**What needs to be done:** Output each line of the material exactly as it stands.

Records from a data collection
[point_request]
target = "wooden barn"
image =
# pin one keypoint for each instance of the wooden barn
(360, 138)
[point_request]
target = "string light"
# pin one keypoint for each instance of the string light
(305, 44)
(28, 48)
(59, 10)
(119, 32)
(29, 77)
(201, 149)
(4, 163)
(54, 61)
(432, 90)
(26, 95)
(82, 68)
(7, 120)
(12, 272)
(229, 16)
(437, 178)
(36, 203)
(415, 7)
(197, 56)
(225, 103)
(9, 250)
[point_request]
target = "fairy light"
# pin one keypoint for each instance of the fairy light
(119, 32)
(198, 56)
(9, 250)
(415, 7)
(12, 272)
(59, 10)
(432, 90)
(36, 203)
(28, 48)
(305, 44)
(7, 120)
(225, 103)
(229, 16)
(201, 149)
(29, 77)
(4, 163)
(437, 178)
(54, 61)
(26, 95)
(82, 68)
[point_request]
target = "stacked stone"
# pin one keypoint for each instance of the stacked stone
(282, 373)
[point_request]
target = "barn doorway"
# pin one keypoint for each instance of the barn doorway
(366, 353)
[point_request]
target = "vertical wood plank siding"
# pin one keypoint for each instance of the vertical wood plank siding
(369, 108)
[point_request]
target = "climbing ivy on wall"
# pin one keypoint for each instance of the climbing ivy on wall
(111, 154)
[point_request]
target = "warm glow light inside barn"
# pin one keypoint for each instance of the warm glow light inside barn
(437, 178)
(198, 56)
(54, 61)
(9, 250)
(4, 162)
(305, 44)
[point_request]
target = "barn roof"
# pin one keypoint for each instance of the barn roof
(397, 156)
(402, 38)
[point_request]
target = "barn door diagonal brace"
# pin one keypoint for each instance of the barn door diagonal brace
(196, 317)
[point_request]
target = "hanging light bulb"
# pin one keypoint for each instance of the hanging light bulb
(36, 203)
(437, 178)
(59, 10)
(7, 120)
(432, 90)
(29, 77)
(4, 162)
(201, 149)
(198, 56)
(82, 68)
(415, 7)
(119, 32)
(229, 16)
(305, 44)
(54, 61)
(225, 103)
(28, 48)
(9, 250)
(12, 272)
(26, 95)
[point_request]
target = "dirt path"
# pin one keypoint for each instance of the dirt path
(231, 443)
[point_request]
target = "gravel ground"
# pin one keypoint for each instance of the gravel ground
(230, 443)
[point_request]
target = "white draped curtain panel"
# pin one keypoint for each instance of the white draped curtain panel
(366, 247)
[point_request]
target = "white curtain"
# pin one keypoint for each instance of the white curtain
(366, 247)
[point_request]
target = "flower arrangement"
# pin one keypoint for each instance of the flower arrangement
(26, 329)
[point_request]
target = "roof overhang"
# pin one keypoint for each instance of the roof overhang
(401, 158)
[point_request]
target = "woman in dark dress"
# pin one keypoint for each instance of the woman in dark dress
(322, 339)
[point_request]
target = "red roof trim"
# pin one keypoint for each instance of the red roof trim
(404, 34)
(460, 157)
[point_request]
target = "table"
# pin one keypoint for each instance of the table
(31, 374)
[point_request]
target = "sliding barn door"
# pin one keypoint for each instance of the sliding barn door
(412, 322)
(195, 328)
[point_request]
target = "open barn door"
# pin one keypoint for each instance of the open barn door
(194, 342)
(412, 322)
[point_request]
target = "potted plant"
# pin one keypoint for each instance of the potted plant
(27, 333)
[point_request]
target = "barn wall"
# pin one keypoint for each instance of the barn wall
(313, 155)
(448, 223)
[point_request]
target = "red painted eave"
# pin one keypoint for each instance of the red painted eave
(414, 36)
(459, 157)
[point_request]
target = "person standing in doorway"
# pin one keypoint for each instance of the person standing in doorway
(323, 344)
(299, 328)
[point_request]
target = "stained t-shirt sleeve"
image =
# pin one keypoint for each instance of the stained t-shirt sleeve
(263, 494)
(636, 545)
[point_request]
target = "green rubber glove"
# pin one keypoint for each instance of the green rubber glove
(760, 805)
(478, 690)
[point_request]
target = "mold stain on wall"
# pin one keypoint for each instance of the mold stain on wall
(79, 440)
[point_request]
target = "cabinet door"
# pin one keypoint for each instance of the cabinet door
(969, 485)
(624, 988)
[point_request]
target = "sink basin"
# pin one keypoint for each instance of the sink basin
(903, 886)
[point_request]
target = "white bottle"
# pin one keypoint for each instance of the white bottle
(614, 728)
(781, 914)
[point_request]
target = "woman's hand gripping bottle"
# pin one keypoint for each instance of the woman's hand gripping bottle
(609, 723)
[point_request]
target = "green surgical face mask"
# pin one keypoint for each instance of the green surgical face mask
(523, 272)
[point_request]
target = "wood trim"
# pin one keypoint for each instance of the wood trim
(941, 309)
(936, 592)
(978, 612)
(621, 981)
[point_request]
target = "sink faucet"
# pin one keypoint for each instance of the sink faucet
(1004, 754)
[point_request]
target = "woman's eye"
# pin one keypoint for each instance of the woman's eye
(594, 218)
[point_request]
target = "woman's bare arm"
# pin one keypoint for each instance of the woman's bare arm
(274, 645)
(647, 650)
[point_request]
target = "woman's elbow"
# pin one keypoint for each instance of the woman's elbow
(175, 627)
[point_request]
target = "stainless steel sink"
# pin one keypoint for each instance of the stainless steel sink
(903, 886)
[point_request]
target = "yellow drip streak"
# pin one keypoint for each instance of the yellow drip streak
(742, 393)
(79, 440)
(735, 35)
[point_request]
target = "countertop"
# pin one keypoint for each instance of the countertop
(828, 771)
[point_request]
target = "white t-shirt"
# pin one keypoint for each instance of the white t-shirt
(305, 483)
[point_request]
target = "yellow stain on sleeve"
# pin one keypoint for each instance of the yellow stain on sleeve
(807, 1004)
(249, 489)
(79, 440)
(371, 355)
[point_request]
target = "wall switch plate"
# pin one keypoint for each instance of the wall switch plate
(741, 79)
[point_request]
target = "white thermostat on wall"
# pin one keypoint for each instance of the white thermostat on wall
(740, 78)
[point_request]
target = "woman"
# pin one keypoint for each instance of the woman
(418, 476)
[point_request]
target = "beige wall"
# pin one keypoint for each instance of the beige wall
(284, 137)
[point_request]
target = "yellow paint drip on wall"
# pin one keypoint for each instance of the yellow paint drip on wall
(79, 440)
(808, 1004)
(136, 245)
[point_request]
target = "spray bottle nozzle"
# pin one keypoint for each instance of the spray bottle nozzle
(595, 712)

**Task solution:**
[point_request]
target = "wooden barn"
image =
# pin one keypoint for each instance of the wooden barn
(360, 138)
[point_request]
target = "string light"
# pin one keypoint for each instance of the string light
(305, 44)
(28, 48)
(59, 10)
(119, 32)
(29, 77)
(201, 149)
(4, 163)
(54, 61)
(432, 90)
(26, 95)
(82, 68)
(7, 120)
(12, 272)
(229, 16)
(437, 178)
(36, 203)
(415, 7)
(197, 56)
(225, 103)
(9, 250)
[point_request]
target = "fairy light"
# pin one keypoint for each instance of the fairy light
(119, 32)
(198, 56)
(9, 250)
(415, 7)
(12, 272)
(59, 10)
(432, 90)
(36, 203)
(28, 48)
(305, 44)
(7, 120)
(225, 103)
(229, 16)
(201, 149)
(29, 77)
(4, 163)
(437, 178)
(54, 61)
(26, 95)
(82, 68)
[point_request]
target = "stacked stone"
# pin one keypoint for each instance of the stacked stone
(282, 373)
[point_request]
target = "barn doorway"
# pin one keypoint for each instance of the barn doorway
(366, 353)
[point_request]
target = "vertical wood plank siding"
# pin one keypoint for each instance of the vertical wood plank siding
(369, 108)
[point_request]
target = "climbing ivy on wall"
# pin one keypoint for each instance of the climbing ivy on wall
(111, 154)
[point_request]
target = "warm glow light inside barn"
# pin one keypoint for each instance of the warm glow light inside barn
(437, 178)
(198, 56)
(54, 61)
(9, 250)
(4, 162)
(305, 44)
[point_request]
target = "barn roof"
# pin one keypoint for each instance of the barn roof
(397, 156)
(402, 38)
[point_request]
target = "barn door diagonal brace"
# pin one keypoint for each instance of the barn door diagonal brace
(196, 317)
[point_request]
target = "hanging light bulb"
# pin one keypoint for each instance of the hanging light bulb
(36, 203)
(437, 178)
(59, 10)
(7, 120)
(432, 90)
(29, 77)
(4, 162)
(201, 149)
(198, 56)
(82, 68)
(415, 7)
(119, 32)
(229, 16)
(305, 44)
(54, 61)
(225, 103)
(28, 48)
(9, 250)
(12, 272)
(26, 95)
[point_request]
target = "dirt path"
# pin one keypoint for each instance of the dirt path
(231, 443)
[point_request]
target = "gravel ground"
# pin one keypoint for each instance of the gravel ground
(230, 443)
[point_request]
target = "white draped curtain panel"
# pin one keypoint for each instance of the white draped curtain panel
(366, 247)
[point_request]
target = "white curtain"
# pin one keypoint for each instance of the white curtain
(366, 247)
[point_request]
target = "flower arrangement"
# pin one keypoint for each instance of the flower arrangement
(26, 329)
[point_request]
target = "roof overhang"
# pin one keypoint for each instance of the roof overhang
(401, 158)
[point_request]
target = "woman in dark dress"
# pin one keypoint for each instance of the woman in dark dress
(322, 339)
[point_request]
target = "red roof trim"
# pin one keypoint for each instance of the red roof trim
(404, 34)
(460, 157)
[point_request]
target = "table"
# pin one keypoint for each instance of the table
(31, 374)
[point_request]
target = "sliding barn door"
# pin one keypoint for each instance of the sliding barn door
(412, 322)
(195, 328)
[point_request]
target = "open barn door"
# pin one keypoint for each instance of the open barn door
(194, 342)
(412, 322)
[point_request]
target = "potted plant"
# pin one keypoint for each instance of the potted plant
(27, 333)
[point_request]
target = "barn wall"
# pin one keypoint for each instance of the barn wall
(313, 155)
(448, 223)
[point_request]
target = "red painted eave"
# pin one keypoint for each instance of the red painted eave
(414, 36)
(459, 157)
[point_request]
target = "person standing in doorway"
# pin one keypoint for each instance of the person standing in doorway
(323, 344)
(299, 328)
[point_request]
target = "stained t-shirt sleeve"
image =
# pin one keypoint for each instance of the stained t-shirt sleeve
(263, 494)
(636, 545)
[point_request]
target = "green rubber glove"
# pin one keypoint for each instance of the green rubber glove
(760, 805)
(478, 690)
[point_request]
target = "mold stain on wall"
# pin one keypoint for each instance of the mold stain on wall
(79, 440)
[point_request]
target = "cabinet door"
# pin one keypoint for each instance of the cabinet door
(969, 485)
(624, 988)
[point_request]
target = "sink basin"
# pin one keypoint for each instance of the sink basin
(903, 886)
[point_request]
target = "white bottle"
# pin one keypoint for each instance of the white bottle
(614, 728)
(781, 914)
[point_request]
target = "woman's hand gripping bottle"
# pin one keypoint for each instance of the woman's hand gripping bottle
(609, 723)
[point_request]
target = "green surgical face mask"
# pin one keypoint for each instance of the green surgical face mask
(523, 272)
[point_request]
target = "wood trim"
# pin one keypoint for each instance of the wood trim
(941, 309)
(936, 592)
(978, 612)
(621, 981)
[point_request]
target = "sink faucet"
# pin one keypoint for each instance of the sink faucet
(1004, 754)
[point_request]
target = "woman's eye"
# pin one keypoint for each instance of the woman's eye
(594, 218)
[point_request]
target = "woman's bare arm"
# pin one keypoint for each instance of the woman's bare arm
(274, 645)
(647, 650)
[point_request]
target = "woman's elbow"
# pin one keypoint for each instance of the woman's elbow
(175, 627)
[point_request]
target = "stainless steel sink"
# pin one keypoint for each instance of the stainless steel sink
(903, 886)
[point_request]
target = "yellow drip streak"
# pin one keypoint for each instance of the yellow drip streak
(742, 393)
(79, 440)
(735, 35)
[point_request]
target = "countertop"
# pin one keypoint for each instance of the countertop
(828, 771)
[point_request]
target = "white t-shirt"
# pin one keypoint for each instance of the white t-shirt
(305, 483)
[point_request]
target = "yellow stain on sleeve"
# pin one keypoint for each instance of the yellow stain on sleeve
(807, 1004)
(249, 489)
(79, 440)
(371, 355)
[point_request]
target = "wall switch plate"
# pin one keypoint for each instance of the wall switch plate
(741, 79)
[point_request]
target = "white thermostat on wall"
# pin one keypoint for each instance of the white thermostat on wall
(740, 78)
[point_request]
target = "woman"
# pin one keypoint for each instance of the woman
(418, 476)
[point_request]
target = "beige wall"
# pin one keypoint for each instance of the beige wall
(284, 137)
[point_request]
target = "yellow paint drip on wall"
# pin one keypoint for each instance of the yellow paint drip on wall
(79, 440)
(808, 1004)
(136, 245)
[point_request]
target = "spray bottle nozzle"
# pin one keypoint for each instance of the spray bottle nozzle
(595, 712)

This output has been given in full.